#### Task prompt
Below are the entries to work from; restate word for word the portion that opens with the line containing "Target: evergreen tree" and closes with the line containing "A point belongs on each instance of the sunlit tree", keeping both.

#### Data in this exercise
★ ★ ★ ★ ★

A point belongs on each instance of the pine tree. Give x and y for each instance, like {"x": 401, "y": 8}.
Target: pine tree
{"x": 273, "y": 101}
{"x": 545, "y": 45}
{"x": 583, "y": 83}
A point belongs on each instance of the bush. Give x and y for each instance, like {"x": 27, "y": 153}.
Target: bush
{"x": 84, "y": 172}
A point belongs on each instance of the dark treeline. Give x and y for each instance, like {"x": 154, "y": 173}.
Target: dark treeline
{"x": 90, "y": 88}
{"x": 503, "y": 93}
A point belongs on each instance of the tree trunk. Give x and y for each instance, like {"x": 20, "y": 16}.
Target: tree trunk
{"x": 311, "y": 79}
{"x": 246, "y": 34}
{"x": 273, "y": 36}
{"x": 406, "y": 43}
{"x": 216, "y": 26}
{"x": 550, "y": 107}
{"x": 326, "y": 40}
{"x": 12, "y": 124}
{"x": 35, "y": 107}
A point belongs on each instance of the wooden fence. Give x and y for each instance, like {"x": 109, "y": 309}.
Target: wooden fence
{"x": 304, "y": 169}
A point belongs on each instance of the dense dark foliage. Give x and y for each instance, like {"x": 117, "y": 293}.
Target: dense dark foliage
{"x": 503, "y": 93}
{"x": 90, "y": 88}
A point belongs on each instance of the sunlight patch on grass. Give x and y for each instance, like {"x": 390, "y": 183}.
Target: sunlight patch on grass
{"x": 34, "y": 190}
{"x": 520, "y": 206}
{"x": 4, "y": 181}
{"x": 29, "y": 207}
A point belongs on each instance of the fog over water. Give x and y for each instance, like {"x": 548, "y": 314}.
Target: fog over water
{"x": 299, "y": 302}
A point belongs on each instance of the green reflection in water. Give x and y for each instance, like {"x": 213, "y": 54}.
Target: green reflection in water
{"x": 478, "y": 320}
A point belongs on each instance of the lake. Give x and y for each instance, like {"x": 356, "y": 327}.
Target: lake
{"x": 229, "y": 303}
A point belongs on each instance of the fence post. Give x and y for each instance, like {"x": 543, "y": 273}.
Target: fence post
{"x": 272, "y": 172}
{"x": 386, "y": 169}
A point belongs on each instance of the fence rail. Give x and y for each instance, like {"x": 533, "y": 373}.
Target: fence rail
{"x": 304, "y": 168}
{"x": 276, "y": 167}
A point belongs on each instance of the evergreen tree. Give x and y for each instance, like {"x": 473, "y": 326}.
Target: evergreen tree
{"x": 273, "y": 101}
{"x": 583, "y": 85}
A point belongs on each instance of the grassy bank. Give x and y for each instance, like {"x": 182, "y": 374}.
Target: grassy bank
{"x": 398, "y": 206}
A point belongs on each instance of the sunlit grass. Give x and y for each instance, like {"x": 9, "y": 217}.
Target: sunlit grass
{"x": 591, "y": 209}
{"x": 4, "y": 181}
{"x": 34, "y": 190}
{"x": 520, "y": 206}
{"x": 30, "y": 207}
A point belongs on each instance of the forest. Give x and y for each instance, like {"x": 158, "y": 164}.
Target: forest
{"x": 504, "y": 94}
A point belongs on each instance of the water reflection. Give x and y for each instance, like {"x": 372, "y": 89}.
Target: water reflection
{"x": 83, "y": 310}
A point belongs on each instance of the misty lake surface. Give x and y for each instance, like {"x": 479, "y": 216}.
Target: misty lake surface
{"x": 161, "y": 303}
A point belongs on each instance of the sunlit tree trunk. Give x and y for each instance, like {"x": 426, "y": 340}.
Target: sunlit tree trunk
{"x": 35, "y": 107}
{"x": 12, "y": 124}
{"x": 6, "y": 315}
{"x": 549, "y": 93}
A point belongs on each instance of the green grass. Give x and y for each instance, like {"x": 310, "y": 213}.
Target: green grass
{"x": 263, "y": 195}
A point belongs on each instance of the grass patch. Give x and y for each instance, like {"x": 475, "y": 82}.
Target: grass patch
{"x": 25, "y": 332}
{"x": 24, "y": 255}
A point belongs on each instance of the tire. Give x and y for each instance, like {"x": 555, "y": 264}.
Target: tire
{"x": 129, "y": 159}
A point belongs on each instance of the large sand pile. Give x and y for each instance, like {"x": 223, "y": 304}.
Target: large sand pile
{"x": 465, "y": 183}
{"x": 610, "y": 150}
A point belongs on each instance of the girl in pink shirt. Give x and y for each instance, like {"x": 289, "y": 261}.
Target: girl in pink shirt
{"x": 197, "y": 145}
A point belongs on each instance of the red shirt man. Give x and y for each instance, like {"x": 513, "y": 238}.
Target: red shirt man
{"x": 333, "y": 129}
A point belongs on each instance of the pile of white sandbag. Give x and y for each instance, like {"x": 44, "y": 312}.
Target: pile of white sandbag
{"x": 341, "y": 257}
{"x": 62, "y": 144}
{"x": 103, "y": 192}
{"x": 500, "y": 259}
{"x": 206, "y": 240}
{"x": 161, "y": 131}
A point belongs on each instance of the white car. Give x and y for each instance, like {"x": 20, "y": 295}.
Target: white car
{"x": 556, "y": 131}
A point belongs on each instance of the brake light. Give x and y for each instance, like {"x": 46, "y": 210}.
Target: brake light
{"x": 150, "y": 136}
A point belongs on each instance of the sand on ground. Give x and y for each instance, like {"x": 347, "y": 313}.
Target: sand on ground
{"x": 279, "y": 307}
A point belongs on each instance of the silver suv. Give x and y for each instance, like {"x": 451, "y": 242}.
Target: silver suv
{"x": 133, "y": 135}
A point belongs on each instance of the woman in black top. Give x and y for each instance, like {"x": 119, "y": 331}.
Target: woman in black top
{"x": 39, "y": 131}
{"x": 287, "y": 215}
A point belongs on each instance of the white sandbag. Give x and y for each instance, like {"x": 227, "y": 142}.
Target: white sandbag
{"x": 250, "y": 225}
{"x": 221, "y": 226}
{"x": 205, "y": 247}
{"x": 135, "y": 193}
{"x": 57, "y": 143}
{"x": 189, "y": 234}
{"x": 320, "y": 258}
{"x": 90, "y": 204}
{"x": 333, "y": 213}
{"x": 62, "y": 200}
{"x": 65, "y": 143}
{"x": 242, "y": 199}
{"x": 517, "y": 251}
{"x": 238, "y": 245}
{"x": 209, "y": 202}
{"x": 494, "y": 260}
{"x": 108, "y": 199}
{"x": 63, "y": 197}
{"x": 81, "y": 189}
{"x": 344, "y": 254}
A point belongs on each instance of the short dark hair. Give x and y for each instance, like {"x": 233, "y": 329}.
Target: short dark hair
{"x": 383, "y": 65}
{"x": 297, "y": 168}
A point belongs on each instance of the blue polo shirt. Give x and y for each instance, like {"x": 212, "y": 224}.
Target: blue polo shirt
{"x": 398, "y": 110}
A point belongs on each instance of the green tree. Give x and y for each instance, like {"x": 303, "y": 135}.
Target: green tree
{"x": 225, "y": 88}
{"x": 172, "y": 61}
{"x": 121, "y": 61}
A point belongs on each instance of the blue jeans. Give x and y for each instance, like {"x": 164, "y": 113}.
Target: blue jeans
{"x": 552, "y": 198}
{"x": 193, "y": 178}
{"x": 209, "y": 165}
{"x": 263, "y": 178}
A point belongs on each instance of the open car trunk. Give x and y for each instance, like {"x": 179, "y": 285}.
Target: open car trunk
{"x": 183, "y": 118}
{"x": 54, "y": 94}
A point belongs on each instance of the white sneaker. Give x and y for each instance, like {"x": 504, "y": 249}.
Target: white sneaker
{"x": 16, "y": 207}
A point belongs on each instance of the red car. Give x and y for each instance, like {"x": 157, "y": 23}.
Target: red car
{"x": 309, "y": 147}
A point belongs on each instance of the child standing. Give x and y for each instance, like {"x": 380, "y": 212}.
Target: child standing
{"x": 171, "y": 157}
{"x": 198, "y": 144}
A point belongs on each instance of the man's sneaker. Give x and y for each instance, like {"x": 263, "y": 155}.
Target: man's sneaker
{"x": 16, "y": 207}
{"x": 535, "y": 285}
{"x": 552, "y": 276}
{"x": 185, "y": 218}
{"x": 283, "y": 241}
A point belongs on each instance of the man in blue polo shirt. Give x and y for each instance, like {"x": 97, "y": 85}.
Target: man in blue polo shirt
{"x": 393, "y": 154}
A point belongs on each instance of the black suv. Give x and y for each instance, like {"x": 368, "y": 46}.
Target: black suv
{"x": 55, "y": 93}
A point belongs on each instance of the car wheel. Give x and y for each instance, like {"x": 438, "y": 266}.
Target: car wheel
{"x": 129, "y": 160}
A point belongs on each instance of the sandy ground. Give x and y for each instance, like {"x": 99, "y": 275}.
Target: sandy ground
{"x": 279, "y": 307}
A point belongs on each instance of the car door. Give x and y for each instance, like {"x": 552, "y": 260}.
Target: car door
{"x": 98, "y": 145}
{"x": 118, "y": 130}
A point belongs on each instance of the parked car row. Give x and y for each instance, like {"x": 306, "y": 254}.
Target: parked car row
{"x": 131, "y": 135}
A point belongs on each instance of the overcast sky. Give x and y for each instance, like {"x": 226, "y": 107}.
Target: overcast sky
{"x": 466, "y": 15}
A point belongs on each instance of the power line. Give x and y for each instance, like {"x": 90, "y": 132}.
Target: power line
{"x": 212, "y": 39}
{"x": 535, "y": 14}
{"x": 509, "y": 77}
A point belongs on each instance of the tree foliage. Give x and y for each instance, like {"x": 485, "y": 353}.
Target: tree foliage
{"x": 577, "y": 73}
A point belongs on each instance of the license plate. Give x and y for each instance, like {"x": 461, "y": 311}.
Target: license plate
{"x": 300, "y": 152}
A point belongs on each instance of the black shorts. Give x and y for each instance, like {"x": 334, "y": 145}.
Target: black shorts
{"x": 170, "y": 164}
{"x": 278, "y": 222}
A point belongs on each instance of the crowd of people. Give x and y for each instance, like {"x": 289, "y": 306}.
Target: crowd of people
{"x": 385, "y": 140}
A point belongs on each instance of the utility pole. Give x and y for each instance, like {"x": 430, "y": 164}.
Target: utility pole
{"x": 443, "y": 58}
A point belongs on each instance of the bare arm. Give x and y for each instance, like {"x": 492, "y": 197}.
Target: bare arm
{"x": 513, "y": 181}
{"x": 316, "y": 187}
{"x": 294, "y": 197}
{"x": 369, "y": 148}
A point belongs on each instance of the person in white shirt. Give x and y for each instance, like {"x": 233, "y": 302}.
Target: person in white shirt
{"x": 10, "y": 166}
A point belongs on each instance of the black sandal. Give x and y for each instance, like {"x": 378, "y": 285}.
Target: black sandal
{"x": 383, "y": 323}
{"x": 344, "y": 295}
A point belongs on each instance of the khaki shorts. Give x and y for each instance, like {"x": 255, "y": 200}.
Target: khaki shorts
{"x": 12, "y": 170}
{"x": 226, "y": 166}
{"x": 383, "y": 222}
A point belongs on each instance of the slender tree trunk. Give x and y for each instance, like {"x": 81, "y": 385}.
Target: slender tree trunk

★ ★ ★ ★ ★

#### Exercise response
Target: evergreen tree
{"x": 273, "y": 101}
{"x": 583, "y": 85}
A point belongs on each instance of the grassy bank. Give x and y for each instance, like {"x": 182, "y": 374}.
Target: grassy bank
{"x": 398, "y": 206}
A point belongs on each instance of the sunlit grass. Give x and y for each instance, like {"x": 9, "y": 217}.
Target: sunlit grass
{"x": 591, "y": 209}
{"x": 4, "y": 181}
{"x": 34, "y": 190}
{"x": 520, "y": 206}
{"x": 30, "y": 207}
A point belongs on each instance of the forest. Give x and y for each instance, like {"x": 158, "y": 164}.
Target: forest
{"x": 504, "y": 94}
A point belongs on each instance of the water reflection. Give x and y for each instance, like {"x": 372, "y": 89}.
Target: water reflection
{"x": 83, "y": 310}
A point belongs on each instance of the misty lake surface. Give x and y for each instance, like {"x": 479, "y": 216}.
Target: misty lake surface
{"x": 161, "y": 303}
A point belongs on each instance of the sunlit tree trunk. Give x and y for each instance, like {"x": 426, "y": 340}.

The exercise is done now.